GIVEN EXERCISE » Will you output the entries below exactly, skipping every image they contain?

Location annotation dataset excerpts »
## begin
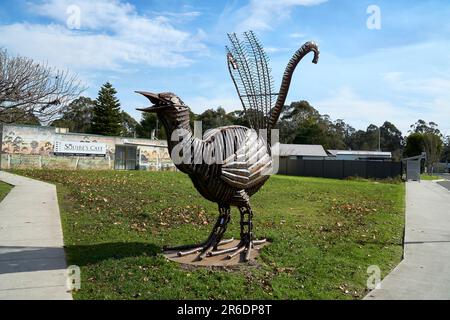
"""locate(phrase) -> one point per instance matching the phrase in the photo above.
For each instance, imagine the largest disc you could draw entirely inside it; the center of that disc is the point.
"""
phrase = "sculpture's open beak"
(158, 102)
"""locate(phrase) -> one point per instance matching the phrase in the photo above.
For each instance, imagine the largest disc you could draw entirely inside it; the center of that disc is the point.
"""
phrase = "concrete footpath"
(32, 259)
(425, 271)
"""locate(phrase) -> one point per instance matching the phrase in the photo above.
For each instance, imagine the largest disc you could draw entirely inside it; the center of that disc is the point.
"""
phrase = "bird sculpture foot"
(243, 245)
(202, 248)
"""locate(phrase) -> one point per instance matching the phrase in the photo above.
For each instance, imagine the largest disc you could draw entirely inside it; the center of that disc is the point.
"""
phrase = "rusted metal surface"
(229, 164)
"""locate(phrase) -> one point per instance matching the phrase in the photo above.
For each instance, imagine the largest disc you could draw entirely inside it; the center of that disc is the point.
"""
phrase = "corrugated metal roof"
(360, 153)
(311, 150)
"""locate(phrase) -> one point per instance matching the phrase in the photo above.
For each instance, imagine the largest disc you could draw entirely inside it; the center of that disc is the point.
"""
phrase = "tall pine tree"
(106, 118)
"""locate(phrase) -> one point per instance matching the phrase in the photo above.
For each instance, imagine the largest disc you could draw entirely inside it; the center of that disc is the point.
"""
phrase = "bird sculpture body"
(231, 163)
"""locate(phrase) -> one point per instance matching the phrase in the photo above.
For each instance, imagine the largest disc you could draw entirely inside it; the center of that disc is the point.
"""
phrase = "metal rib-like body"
(228, 165)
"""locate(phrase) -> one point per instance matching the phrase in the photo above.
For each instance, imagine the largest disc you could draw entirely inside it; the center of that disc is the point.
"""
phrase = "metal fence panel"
(339, 169)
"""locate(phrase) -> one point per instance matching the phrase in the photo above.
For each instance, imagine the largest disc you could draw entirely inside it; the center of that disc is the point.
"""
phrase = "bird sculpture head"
(163, 103)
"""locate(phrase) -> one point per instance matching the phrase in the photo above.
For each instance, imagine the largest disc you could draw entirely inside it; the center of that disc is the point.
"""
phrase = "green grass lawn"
(324, 234)
(425, 176)
(4, 189)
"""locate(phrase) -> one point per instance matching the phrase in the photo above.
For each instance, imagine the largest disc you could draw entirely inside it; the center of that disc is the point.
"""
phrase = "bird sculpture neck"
(179, 134)
(287, 77)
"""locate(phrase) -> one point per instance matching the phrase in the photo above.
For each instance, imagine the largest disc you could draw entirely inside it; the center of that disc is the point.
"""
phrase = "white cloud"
(261, 14)
(112, 33)
(359, 112)
(297, 35)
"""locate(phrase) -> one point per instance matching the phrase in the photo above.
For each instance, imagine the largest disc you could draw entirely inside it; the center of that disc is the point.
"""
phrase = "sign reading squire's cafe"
(80, 147)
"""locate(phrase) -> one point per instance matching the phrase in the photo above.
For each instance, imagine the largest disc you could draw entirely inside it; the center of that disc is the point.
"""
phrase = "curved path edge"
(423, 274)
(32, 258)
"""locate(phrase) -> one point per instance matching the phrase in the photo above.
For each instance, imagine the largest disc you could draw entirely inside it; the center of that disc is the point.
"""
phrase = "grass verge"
(324, 233)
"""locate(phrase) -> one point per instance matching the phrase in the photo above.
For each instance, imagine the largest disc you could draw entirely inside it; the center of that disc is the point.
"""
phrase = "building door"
(125, 158)
(413, 170)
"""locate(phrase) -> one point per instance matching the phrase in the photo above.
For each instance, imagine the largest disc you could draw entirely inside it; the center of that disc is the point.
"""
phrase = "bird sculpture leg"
(214, 240)
(246, 244)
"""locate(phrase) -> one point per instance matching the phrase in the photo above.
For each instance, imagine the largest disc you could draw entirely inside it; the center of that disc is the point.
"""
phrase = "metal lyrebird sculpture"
(242, 156)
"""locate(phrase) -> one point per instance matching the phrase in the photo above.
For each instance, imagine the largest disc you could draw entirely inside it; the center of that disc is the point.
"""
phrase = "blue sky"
(400, 72)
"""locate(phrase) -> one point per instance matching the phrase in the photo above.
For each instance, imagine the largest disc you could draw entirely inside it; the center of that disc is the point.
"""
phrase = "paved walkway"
(32, 259)
(425, 271)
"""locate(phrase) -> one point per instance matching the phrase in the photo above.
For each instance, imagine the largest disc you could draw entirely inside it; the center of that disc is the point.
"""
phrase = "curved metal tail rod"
(286, 81)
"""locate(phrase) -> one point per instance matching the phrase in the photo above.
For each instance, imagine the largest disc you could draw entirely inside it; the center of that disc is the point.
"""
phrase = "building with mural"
(40, 147)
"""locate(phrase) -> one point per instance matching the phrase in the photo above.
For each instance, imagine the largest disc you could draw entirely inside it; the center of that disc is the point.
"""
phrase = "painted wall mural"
(20, 142)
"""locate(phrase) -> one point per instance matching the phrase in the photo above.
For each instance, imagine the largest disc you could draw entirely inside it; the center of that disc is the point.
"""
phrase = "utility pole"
(379, 138)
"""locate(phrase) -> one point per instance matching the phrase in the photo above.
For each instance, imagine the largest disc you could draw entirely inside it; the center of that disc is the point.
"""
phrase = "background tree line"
## end
THE REPLY »
"""locate(phrase) -> one point per instance matching the phrase in the photo above.
For each instance, imagine the largest disc you could draw entirely inside it; the center of that disc is the point.
"""
phrase = "sculpture's open beak"
(158, 102)
"""locate(phrase) -> one point per instance matching the phrase in the photo above.
For each instance, imagine the largest disc you could draw entirely inside it; the center of that disc is the point.
"""
phrase = "concrete footpath"
(32, 259)
(425, 271)
"""locate(phrase) -> one point per instance matching the phrase in the photo above.
For each instance, imagine the largest disc you could draw entirely inside it; the center of that disc is the point.
"""
phrase = "bird sculpture foot"
(243, 245)
(202, 248)
"""locate(phrase) -> one point per instance matching the phrase in the photo above.
For each instance, imagine the largest disc you could draw entirely inside it; the center of that disc is the point.
"""
phrase = "rusted metal surface"
(229, 164)
"""locate(phrase) -> one point per instance matching the phrase in the photo above.
For each instance, imagine the largest disc you could draw entirely inside it; the center of that disc is the point.
"""
phrase = "corrugated metal roof"
(360, 153)
(311, 150)
"""locate(phrase) -> one point per instance matching the phrase in the photo above.
For each instance, imagine the largest disc you could draw entirely inside it; the center of that disc is the point.
"""
phrase = "tall pine tree"
(106, 118)
"""locate(phrase) -> one point per instance matching the phrase in the photo above.
For each instance, imagine the largest disc you could draw entirely inside it; the center of that disc is the point.
"""
phrase = "bird sculpture body"
(231, 163)
"""locate(phrase) -> one point per instance matching the phrase in the photo above.
For each instance, imagine the largest disc you could draw entirely inside it; the center of that disc is the point.
"""
phrase = "metal rib-like body"
(228, 165)
"""locate(phrase) -> one point per instance matching the phrase in the photo above.
For each instance, imagine the largest disc you could draw entirely inside it; the center of that disc is the point.
"""
phrase = "metal fence panel"
(339, 169)
"""locate(phrase) -> one point per instance matching the phrase in the photo above.
For each instance, imagine the largest disc you could draw entirely inside it; the center of that disc is the point.
"""
phrase = "bird sculpture head"
(163, 103)
"""locate(phrase) -> one point per instance matching the phrase in the photo above.
For each instance, imagine the largest disc you could draw entirely inside it; the center of that disc is the point.
"""
phrase = "green grass lawn"
(324, 234)
(425, 176)
(4, 189)
"""locate(phrase) -> one point per instance matching the phrase in the photo above.
For each instance, imagine the largest disc you could draw entirely inside it; the center of that disc is the point.
"""
phrase = "bird sculpture neck"
(179, 134)
(287, 77)
"""locate(phrase) -> one point per instance matching the phrase in the photo above.
For each instance, imagine the largest disc you could draw entirely inside it; the center of that disc is the point.
"""
phrase = "white cloud"
(261, 14)
(112, 33)
(359, 112)
(297, 35)
"""locate(phrase) -> one point per instance matching the phrase in the photo above.
For each instance, imagine the largest disc you could draw entirely inside it; the center of that disc is the point.
"""
phrase = "sign reading squire's cafe"
(80, 147)
"""locate(phrase) -> one point per instance matching the phrase in the photo above.
For each instance, imagine the largest disc you could draw entirely inside it; the center of that disc is the point.
"""
phrase = "curved path edge"
(423, 274)
(32, 258)
"""locate(phrase) -> one point per instance matching the phrase in the photo above.
For each instance, imagine the largest disc you could draw entirely inside it; the center of that disc is the point.
"""
phrase = "grass verge"
(324, 233)
"""locate(phrase) -> one point per instance matching the phrase in the photo above.
For each instance, imagine the largest disc you could draw entirely inside it; the center of that disc is the point.
"""
phrase = "building door"
(125, 158)
(413, 170)
"""locate(phrase) -> one point per instance matching the phrase in the photo above.
For each instance, imagine the largest disc you could draw entirely inside it; the center of that disc is the point.
"""
phrase = "bird sculpture leg"
(214, 240)
(246, 244)
"""locate(phrase) -> one point per instance matching the phrase in the photo above.
For each instance, imagine the largest disc you could draw entirely inside it; the center of that disc is the point.
"""
phrase = "metal lyrebird sculpture"
(242, 156)
"""locate(phrase) -> one point per instance matching the phrase in the photo above.
For each instance, imagine the largest disc you could draw entirely inside it; the center of that disc is the point.
"""
phrase = "blue sky"
(400, 72)
"""locate(phrase) -> one point per instance matching the phrase in the photo above.
For each instance, imagine the largest disc you could draw entirely inside it; the center of that disc is the point.
"""
phrase = "paved walkway"
(32, 259)
(425, 271)
"""locate(phrase) -> one point per instance matching the phrase in the photo above.
For each instance, imagine the largest disc you could draw entirely inside it; the center of that disc is the point.
"""
phrase = "curved metal tail rod"
(286, 81)
"""locate(phrase) -> one point per instance matching the phrase in the photo above.
For each instance, imagine the largest disc you could draw entirely inside it; the center of that disc is the point.
"""
phrase = "building with mural"
(40, 147)
"""locate(phrase) -> one point per instance matching the phrase in the photo above.
For each instance, imagine the largest disc you could draw entirely inside it; the center of that disc is the point.
"""
phrase = "painted wall mural"
(20, 142)
"""locate(phrase) -> one point per instance matching the phrase in the photo above.
For each instance, imagine the largest disc you could draw entirely inside it; the center of that disc is the point.
"""
phrase = "utility pole"
(379, 138)
"""locate(phrase) -> one point per instance matching the phrase in the photo above.
For each instance, imagine the largest disc you could draw entirely inside it; the center of that disc is the point.
"""
phrase = "background tree line"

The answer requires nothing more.